AUGUSTA, Ga. – He considered backing up, then thought better of it.
No, not this bit about being “a top five player.” Instead, Patrick Reed talked about his first drive down Magnolia Lane.
“It was amazing. I wanted to reverse and do it again, but I had to keep going so I could get out there and practice,” said Reed, one of 24 first-timers in the 2014 Masters.
He earned his Masters invite with his win at the Wyndham Championship last August, but just for good measure Reed has added another pair of victories in 2013-14. It was after his most recent triumph, the Cadillac Championship in early March, when the 23-year-old boldly stated that he was a “top five” player in the world.
No, he’s not jamming it into reverse on that one.
“You have to feel and believe in yourself to be successful,” said Reed. “That’s all it is. I believe in myself and hopefully continue playing well and get to that point.”
Much was made of Reed’s comment, but he has shrugged it off – at least the stuff in a negative shade. He did take note of the positive material, though. “Michael Jordan had nothing bad to say about it (nor did) Gary Player (or) Henrik Stenson. (A lot) of top athletes don’t have a problem with it.”

- **ENTRIES PROVIDED**:
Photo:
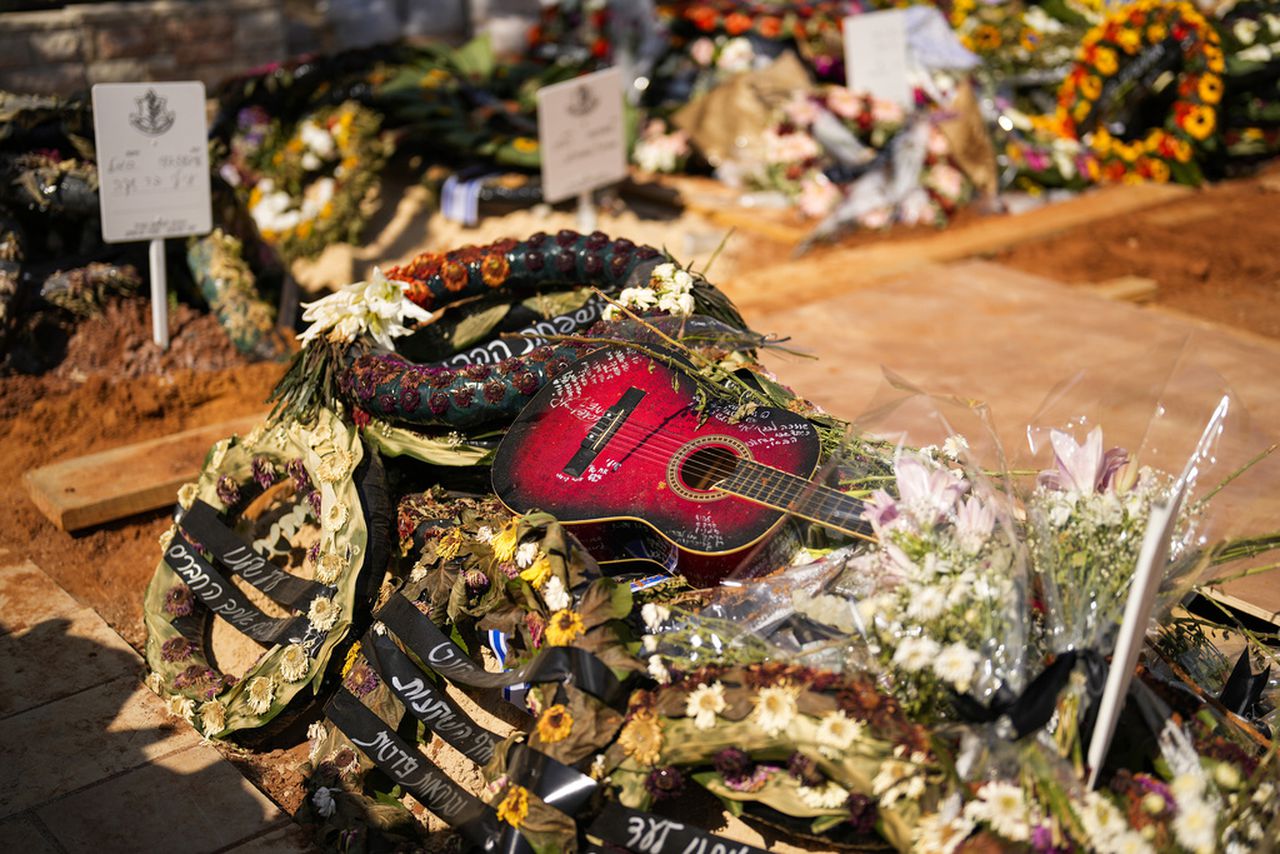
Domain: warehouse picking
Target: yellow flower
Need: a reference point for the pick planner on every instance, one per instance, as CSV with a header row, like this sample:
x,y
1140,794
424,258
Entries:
x,y
641,738
539,572
1211,88
563,628
1129,40
1201,122
352,654
513,808
506,543
556,724
448,546
1105,60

- **TO DO**: Echo, word for word, everything in the article about Patrick Reed from "He earned his" down to "on that one.". The records play no part in what comes next.

- **THE ANSWER**:
He earned his Masters invite with his win at the Wyndham Championship last August, but just for good measure Reed has added another pair of victories in 2013-14. It was after his most recent triumph, the Cadillac Championship in early March, when the 23-year-old boldly stated that he was a “top five” player in the world.
No, he’s not jamming it into reverse on that one.